### Data for review
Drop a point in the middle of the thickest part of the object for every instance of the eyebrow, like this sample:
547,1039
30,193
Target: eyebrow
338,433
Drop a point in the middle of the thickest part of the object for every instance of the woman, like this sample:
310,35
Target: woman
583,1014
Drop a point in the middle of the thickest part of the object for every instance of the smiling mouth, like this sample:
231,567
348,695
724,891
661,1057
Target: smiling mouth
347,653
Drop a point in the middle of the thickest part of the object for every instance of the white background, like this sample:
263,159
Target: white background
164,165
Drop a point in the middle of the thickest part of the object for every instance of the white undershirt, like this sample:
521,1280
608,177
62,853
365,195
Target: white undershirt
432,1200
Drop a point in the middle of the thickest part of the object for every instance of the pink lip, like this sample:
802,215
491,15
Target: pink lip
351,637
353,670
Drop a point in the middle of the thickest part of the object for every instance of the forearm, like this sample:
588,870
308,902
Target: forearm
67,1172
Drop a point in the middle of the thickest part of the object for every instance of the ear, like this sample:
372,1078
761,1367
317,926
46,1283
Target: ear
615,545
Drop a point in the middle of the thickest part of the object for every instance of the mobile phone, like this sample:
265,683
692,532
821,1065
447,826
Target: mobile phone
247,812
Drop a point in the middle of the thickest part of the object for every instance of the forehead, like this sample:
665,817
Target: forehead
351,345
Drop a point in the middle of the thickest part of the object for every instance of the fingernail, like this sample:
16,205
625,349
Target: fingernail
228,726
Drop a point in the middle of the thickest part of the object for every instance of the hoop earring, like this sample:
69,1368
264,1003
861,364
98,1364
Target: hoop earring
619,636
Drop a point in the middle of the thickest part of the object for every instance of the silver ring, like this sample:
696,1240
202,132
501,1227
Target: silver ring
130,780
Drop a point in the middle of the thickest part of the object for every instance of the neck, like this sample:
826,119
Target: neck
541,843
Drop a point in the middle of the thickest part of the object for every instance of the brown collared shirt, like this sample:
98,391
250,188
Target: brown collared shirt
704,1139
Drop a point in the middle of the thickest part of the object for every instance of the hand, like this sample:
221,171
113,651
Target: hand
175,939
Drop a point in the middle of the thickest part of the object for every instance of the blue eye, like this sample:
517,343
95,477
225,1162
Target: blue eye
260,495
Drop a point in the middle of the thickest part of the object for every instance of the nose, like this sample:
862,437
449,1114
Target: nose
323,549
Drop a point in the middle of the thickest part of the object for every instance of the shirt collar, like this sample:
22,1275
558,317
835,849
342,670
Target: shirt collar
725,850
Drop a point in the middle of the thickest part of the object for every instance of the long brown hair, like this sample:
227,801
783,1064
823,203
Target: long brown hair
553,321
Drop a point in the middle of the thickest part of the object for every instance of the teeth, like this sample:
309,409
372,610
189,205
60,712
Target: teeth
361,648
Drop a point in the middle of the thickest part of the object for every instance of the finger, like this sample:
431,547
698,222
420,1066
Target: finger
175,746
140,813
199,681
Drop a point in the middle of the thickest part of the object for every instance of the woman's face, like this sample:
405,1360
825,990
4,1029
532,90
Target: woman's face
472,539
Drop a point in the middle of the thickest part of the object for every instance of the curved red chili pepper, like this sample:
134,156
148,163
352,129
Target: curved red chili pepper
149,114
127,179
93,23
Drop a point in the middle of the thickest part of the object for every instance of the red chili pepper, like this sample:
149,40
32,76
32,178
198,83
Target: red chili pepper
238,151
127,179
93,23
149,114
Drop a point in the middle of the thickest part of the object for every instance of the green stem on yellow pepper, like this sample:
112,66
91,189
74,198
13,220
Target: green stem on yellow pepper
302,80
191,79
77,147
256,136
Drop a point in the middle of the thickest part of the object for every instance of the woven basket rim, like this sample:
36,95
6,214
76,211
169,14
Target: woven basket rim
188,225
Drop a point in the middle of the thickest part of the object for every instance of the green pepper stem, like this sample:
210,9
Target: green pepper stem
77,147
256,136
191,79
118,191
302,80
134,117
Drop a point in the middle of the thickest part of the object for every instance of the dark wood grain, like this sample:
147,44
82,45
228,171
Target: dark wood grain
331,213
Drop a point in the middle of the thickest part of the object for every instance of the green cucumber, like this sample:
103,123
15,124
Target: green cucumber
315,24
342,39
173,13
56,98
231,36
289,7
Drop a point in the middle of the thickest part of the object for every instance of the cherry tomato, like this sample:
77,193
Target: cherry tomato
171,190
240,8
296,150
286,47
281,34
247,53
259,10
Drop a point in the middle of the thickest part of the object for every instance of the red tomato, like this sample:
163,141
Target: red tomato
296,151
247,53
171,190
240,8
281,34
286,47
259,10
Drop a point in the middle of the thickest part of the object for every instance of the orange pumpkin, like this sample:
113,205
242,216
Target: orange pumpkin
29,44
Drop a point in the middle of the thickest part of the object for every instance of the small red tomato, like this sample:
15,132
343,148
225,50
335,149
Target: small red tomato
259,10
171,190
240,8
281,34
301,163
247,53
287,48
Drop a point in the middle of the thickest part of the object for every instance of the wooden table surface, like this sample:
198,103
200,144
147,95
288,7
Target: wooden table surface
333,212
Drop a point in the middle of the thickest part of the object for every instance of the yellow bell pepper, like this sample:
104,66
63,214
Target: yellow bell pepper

### About this task
Type out the entire listing again, matching every line exactly.

### Finished task
Drop a point in the middle of the thickest part of the object for every instance of the eyebrow, like this sample:
547,1039
30,193
Target: eyebrow
338,433
Drop a point in the middle of the thickest part of the object for every instance of the woman, like this sample:
310,35
Target: woman
583,1014
Drop a point in the middle of the thickest part of the object for every instance of the smiling mouth, like this sample:
231,567
348,695
724,891
661,1057
Target: smiling mouth
347,653
Drop a point in the middle of the thickest part of the object for every instance of the white background, like this sample:
263,159
Target: white background
164,165
Drop a point in the middle of the thickest part of the object for every instance of the white undershirt, like this sample:
521,1280
608,177
62,853
365,195
Target: white undershirt
432,1200
Drop a point in the middle of the thickest part of the object for every instance of the pink lip, like this sample:
802,215
491,15
Target: pink lip
351,637
353,670
Drop a point in the middle of the thickest part of the object for every instance of the forearm, like this sample:
588,870
308,902
Target: forearm
67,1172
Drop a point in the middle of the thickest part of the object for every instance of the ear, like this sample:
372,1078
761,1367
317,926
46,1283
Target: ear
615,545
Drop a point in the middle of the thickest part of the object for every instance of the mobile phone, like this sample:
265,683
692,532
821,1065
447,826
Target: mobile phone
247,812
Drop a point in the middle of the thickest part of the object for every instance of the forehead, like this sample:
665,817
Target: forehead
351,345
Drop a point in the middle of the thickest part of the object for every instance of the fingernail, like this sample:
16,205
625,349
Target: fingernail
228,726
Drop a point in the middle of the thickest part of the object for every instance of the hoop earring, like this sample:
69,1368
264,1003
861,364
98,1364
Target: hoop earring
619,636
Drop a point in the middle of the thickest part of the object for every instance of the silver ring, like this sample:
696,1240
202,132
501,1227
Target: silver ring
130,780
Drop a point in the middle of the thickest part of the object for every instance of the neck, like this sample:
826,119
Target: neck
541,843
Drop a point in the middle of the thickest part of the object for every instance of the brown collared shirt, like this sample:
98,391
250,188
Target: brown collared shirt
704,1139
Drop a point in the middle of the thickest part of the object for every instance of the hand, like this sample:
221,171
113,651
Target: hand
175,939
Drop a point in the middle of the thickest part of the object for every instance of the blue eye, like this sample:
517,343
95,477
225,1162
Target: blue eye
260,495
Drop a point in the middle of the thickest part of the object for every instance of the nose, like this sample:
862,437
449,1114
Target: nose
323,549
Drop a point in the middle of the thickest part of the object for every instance of the shirt collar, like this sample:
22,1275
558,317
835,849
342,670
Target: shirt collar
725,850
Drop a point in the middle of the thickest part of the object for every instance of the long brown hair, like this sample:
227,801
783,1064
823,203
Target: long brown hair
553,321
Drop a point in the middle of the thickest part of the object for every instance of the teeth, like this sample:
309,409
372,610
189,205
60,712
Target: teeth
361,648
Drop a point in the middle of the thickest part of the object for every instance of the finger, like this sample:
431,547
698,222
420,1066
Target: finger
175,746
140,813
199,681
Drop a point in the middle of the thickest part of the object for every instance of the woman's face, like this sample:
405,1360
825,990
4,1029
532,90
Target: woman's face
472,539
Drop a point in the middle of the thickest part of the object for every instance of the curved red chili pepper, like this sample:
134,156
148,163
352,129
Target: curved red chili pepper
149,114
127,179
93,23
Drop a point in the middle of the thickest part of the object for every instance of the red chili pepper, like this sample:
149,40
32,76
32,178
198,83
Target: red chili pepper
238,151
127,179
93,23
149,114
Drop a point in the middle of the thickest part of the object for every instance of the green stem on yellow pepper, like this sample:
112,66
91,189
74,198
13,220
Target: green stem on yellow pepper
302,80
191,79
77,147
256,136
Drop a point in the middle of the thickest part of the object for every instance of the woven basket rim, like this sample:
36,95
6,214
76,211
169,14
Target: woven basket rim
188,225
Drop a point in the middle of the thickest part of the object for every instance of the green pepper stem, like this sample:
210,9
Target: green pepper stem
77,147
256,136
191,79
118,191
302,80
134,117
Drop a point in the middle of the thickest part of the object for every instance of the dark wood grain, like this sample:
147,44
82,45
228,171
Target: dark wood grain
331,213
Drop a point in the middle of the thickest part of the object for every instance of the green cucumber, like this sample:
103,123
15,124
Target: green cucumber
315,24
342,39
173,13
56,98
231,36
289,7
Drop a point in the middle of the thickest part of the object for every instance of the cherry tomato, like this sample:
77,193
Target: cherry tomato
171,190
240,8
296,150
286,47
281,34
247,53
259,10
Drop a point in the middle of the thickest part of the object for every instance of the red tomato, like this sample:
163,141
Target: red tomato
296,151
247,53
171,190
240,8
281,34
286,47
259,10
Drop a point in the middle of the thickest part of the object for every instance of the orange pumpkin, like this sample:
113,205
242,216
Target: orange pumpkin
29,44
Drop a point in the middle of the thickest part of the object for every instance of the small red tomato, like this sample:
15,132
343,148
225,50
335,149
Target: small red tomato
259,10
171,190
240,8
281,34
301,163
247,53
287,48
Drop a point in the middle of the thickest part of the object for every instance of the wooden table surface, like this sample:
198,103
200,144
147,95
288,7
Target: wooden table surface
333,212
Drop a point in the middle of the thickest part of the object for every instance of the yellow bell pepper, like this sample:
104,66
63,214
Target: yellow bell pepper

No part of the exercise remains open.